### Aim:
Copy everything from "The only gear I" down to "the breaks ." in the tractor transmission thread, changing "rear tires" to "back wheels".

# Int. 674 Diesel Transmission problems



## David Ehlenfeldt (Jun 9, 2019)

The only gear I can get the tractor to move in is low. any other gear I put it in the engine kills when I let the clutch out.


----------



## dozer966 (Dec 30, 2014)

Did you check if the breaks are locked up. Jack up both rear tires put into neutral and see if the wheels will spin freely. If not I would star with the breaks . 

Let us know what you find. I believe you have hydraulic wet breaks . I have never worked on that system but I'm Shure one of our members will be able to help
Good luck


----------



## David Ehlenfeldt (Jun 9, 2019)

I have had the back end up on hydraulic jacks and the wheels spin freely when the clutch is in or the transmission is in neutral.


----------



## mrfred (Jul 5, 2011)

David Ehlenfeldt said:


> I have had the back end up on hydraulic jacks and the wheels spin freely when the clutch is in or the transmission is in neutral.


Your transmission shifting linkage is worn to allow it to stay in low range. If you look through the shift quardant where the shifting levers go you will see the linkage where it goes into the tranny. Remove the plate where your left heel is when sitting on the tractor and you should be able to shift the low range linkage where it goes into the tranny back into neutral and everything should work fine. What happens is the linkage is getting worn and you can bring the handle to neutral position and the low range extent will snap the linkage back into low and when you shift to high or reverse it will kill the engine when you let the clutch out


----------



## David Ehlenfeldt (Jun 9, 2019)

I still don't have this problem resolved. It locked up while i was bringing it home from the repair shop. I was coming down a hill and put the clutch in to get a little more speed when it locked up and killed the engine. I don't remember if it was while the clutch was depressed or just when I let it out. I do remember the rear wheel sliding on the gravel.


----------



## David Ehlenfeldt (Jun 9, 2019)

the only gears it will move in is low range low gear and reverse.


----------

### Data shown:
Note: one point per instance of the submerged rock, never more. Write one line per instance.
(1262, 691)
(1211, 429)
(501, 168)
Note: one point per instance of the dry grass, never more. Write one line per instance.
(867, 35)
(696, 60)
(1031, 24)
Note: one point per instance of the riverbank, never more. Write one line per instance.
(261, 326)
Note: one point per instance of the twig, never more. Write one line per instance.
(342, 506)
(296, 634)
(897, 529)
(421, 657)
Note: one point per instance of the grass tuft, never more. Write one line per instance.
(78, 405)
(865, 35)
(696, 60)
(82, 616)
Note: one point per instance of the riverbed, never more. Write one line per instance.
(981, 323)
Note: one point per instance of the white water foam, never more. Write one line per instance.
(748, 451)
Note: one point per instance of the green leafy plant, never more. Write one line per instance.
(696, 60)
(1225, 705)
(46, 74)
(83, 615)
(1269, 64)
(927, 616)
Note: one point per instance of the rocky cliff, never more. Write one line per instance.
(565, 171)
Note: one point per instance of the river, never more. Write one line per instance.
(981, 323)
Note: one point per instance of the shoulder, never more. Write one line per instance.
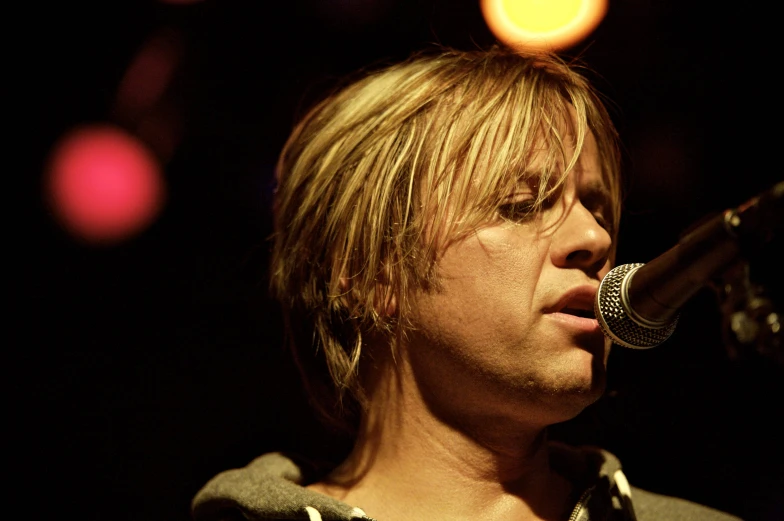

### Result of this task:
The only gear I can get the tractor to move in is low. any other gear I put it in the engine kills when I let the clutch out.


----------



## dozer966 (Dec 30, 2014)

Did you check if the breaks are locked up. Jack up both back wheels put into neutral and see if the wheels will spin freely. If not I would star with the breaks .